### REQUEST
From the listing below, copy every line that contains the word "region".

### EXTRACTED ENTRIES
»»

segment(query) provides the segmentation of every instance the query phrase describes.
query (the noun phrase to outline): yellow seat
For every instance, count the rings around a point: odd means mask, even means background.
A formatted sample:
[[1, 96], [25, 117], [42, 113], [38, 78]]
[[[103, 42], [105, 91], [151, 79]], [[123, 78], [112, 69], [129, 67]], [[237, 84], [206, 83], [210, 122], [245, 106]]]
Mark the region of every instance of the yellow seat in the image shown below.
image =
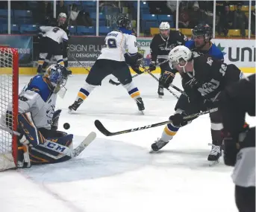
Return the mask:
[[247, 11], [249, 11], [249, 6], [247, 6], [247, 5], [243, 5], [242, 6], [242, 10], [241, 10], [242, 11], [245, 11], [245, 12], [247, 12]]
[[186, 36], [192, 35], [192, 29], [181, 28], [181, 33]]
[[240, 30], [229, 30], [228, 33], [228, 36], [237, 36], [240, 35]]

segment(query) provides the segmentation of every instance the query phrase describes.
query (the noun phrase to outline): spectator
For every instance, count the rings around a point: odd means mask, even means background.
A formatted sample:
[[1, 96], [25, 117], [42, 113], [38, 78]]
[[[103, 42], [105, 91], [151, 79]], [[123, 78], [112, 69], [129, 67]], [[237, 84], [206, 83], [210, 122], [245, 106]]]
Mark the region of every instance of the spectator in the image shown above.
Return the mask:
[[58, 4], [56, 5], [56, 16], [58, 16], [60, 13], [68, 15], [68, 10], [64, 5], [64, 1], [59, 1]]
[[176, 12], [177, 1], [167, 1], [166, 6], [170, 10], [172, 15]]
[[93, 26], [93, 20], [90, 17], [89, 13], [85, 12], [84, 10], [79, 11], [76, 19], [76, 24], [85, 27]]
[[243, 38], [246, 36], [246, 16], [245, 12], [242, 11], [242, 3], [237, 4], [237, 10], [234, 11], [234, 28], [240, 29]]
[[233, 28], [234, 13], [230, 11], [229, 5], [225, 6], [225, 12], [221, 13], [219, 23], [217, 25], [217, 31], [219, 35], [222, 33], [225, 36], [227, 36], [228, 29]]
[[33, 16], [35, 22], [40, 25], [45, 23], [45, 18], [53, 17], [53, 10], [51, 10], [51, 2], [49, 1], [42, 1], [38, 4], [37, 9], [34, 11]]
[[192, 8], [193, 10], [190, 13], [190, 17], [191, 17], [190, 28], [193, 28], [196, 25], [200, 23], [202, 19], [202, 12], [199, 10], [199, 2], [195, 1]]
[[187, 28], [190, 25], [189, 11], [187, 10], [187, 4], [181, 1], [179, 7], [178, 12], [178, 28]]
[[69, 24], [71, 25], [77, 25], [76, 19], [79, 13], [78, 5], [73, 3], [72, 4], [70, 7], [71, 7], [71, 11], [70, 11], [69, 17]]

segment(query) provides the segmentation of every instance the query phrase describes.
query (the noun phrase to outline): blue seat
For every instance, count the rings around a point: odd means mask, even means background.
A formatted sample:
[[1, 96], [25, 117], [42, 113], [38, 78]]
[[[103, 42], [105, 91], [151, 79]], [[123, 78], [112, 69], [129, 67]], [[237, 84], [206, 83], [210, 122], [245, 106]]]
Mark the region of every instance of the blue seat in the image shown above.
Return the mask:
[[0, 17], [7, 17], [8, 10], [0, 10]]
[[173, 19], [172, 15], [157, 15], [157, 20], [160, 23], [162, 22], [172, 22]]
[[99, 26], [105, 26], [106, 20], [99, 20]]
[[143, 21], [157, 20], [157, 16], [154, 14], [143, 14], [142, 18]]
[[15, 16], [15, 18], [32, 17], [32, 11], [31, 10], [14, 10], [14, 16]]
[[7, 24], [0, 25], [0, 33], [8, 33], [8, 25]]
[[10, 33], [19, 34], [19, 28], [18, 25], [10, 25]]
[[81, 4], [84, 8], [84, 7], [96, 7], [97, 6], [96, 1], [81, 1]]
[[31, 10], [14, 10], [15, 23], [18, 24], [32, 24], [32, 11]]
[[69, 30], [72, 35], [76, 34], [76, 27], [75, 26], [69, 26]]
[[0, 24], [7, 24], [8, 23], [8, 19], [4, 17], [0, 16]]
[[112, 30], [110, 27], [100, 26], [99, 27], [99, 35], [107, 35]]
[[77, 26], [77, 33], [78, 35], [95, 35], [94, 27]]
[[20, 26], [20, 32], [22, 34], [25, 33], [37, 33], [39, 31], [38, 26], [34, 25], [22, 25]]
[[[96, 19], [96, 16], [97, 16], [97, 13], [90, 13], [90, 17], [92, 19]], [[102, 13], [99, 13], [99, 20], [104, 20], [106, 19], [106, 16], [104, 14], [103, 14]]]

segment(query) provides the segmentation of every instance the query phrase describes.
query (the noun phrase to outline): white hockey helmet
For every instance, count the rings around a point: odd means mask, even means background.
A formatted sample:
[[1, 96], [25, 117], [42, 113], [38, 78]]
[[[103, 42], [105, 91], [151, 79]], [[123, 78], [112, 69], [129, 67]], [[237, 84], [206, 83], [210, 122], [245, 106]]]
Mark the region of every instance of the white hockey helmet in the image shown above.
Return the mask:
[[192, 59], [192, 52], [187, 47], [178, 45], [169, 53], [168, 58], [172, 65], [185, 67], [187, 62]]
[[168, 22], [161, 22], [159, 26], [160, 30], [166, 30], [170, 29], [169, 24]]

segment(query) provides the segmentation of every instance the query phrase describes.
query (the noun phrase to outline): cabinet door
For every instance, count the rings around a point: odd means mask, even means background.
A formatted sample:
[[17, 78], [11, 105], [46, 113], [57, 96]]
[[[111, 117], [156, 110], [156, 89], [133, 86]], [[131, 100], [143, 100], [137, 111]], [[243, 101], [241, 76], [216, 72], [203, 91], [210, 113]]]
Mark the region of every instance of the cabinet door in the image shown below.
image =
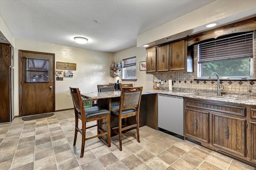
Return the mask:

««

### RESULT FOR THIS EXERCISE
Mark the region of every instance of the yellow seat in the image shown below.
Mark the region of every instance of the spectator in the image shown above.
Mark the region of every instance of the blue seat in the image shown above.
Mark the region of every instance of the white hockey helmet in the image shown above.
Mark the region of every instance of the cabinet door in the image shown below.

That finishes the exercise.